#### Extrait source
_ _ _ _ _
Cavalier 6, suivi de L'oublié
de Pierre Benoit

critiqué par PPG, le 13 juin 2012
(Strasbourg - 48 ans)


La note:  étoiles
Nouvelles (et/ou courts romans?)
Dans son édition originale publiée en 1933, ce livre est composé de quatre nouvelles : deux plus longues, presque des courts romans ("Cavalier 6" et "L'Oublié", écrit en 1922) ; et deux autres, très brèves : 20 pages pour l'une ("La surprenante aventure du Baron de Pradeyles"), 10 pages pour l'autre ("Une Commission Rogatoire").
Habitué aux romans de l'auteur, qui sont donc par essence plus développés qu'ici, on peut être un peu dérouté au départ. Néanmoins, les nouvelles ont aussi leurs charmes. Leurs déroulements vont à l'essentiel. Leurs fins tiennent souvent en quelques lignes, nous précipitant dans le dénouement final avec force, ce qui produit son effet. Chacune des nouvelles ici possède sa thématique. On y pend plaisir, même si l'intensité n'est pas la même à chaque fois.
_ _ _ _ _
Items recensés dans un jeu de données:
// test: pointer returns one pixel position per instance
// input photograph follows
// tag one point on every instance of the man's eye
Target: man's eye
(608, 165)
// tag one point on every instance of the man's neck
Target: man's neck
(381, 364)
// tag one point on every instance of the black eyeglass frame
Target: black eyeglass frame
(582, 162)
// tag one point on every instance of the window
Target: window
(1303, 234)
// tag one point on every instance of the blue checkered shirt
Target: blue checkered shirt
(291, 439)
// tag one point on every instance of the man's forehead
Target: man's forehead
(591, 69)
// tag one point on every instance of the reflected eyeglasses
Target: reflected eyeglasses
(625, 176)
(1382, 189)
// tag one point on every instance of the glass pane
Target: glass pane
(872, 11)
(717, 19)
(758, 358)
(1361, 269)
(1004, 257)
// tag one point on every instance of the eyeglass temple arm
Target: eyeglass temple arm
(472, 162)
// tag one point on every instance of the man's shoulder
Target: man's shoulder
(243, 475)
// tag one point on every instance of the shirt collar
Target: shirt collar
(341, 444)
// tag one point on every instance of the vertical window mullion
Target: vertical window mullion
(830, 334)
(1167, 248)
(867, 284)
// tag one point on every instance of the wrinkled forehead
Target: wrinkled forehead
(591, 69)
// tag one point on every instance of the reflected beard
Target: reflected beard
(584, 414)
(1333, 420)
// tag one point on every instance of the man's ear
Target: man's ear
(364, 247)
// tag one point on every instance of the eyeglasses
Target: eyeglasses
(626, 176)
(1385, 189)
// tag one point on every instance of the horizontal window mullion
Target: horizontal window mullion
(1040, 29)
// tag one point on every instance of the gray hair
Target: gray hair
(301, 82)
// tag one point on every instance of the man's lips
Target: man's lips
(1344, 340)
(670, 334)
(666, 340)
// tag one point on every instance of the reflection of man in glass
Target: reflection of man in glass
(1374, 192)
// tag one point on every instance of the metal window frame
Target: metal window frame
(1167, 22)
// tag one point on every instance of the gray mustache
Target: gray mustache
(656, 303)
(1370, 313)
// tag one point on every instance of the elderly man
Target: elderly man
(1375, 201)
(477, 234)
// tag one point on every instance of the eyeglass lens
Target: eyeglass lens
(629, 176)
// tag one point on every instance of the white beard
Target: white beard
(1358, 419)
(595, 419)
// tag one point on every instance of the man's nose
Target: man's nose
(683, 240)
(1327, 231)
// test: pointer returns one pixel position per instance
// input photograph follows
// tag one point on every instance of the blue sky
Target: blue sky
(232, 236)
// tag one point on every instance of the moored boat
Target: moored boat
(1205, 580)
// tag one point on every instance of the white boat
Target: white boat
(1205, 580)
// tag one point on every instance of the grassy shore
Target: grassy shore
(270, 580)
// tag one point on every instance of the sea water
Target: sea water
_ _ _ _ _
#### Exercice à traiter
Remplacez « dérouté » par « déconcerté » dans le passage de l'extrait source allant de « critiqué par PPG, le » jusqu'à « à chaque fois. », puis recopiez ce passage ainsi modifié.

#### Solution rédigée
critiqué par PPG, le 13 juin 2012
(Strasbourg - 48 ans)


La note:  étoiles
Nouvelles (et/ou courts romans?)
Dans son édition originale publiée en 1933, ce livre est composé de quatre nouvelles : deux plus longues, presque des courts romans ("Cavalier 6" et "L'Oublié", écrit en 1922) ; et deux autres, très brèves : 20 pages pour l'une ("La surprenante aventure du Baron de Pradeyles"), 10 pages pour l'autre ("Une Commission Rogatoire").
Habitué aux romans de l'auteur, qui sont donc par essence plus développés qu'ici, on peut être un peu déconcerté au départ. Néanmoins, les nouvelles ont aussi leurs charmes. Leurs déroulements vont à l'essentiel. Leurs fins tiennent souvent en quelques lignes, nous précipitant dans le dénouement final avec force, ce qui produit son effet. Chacune des nouvelles ici possède sa thématique. On y pend plaisir, même si l'intensité n'est pas la même à chaque fois.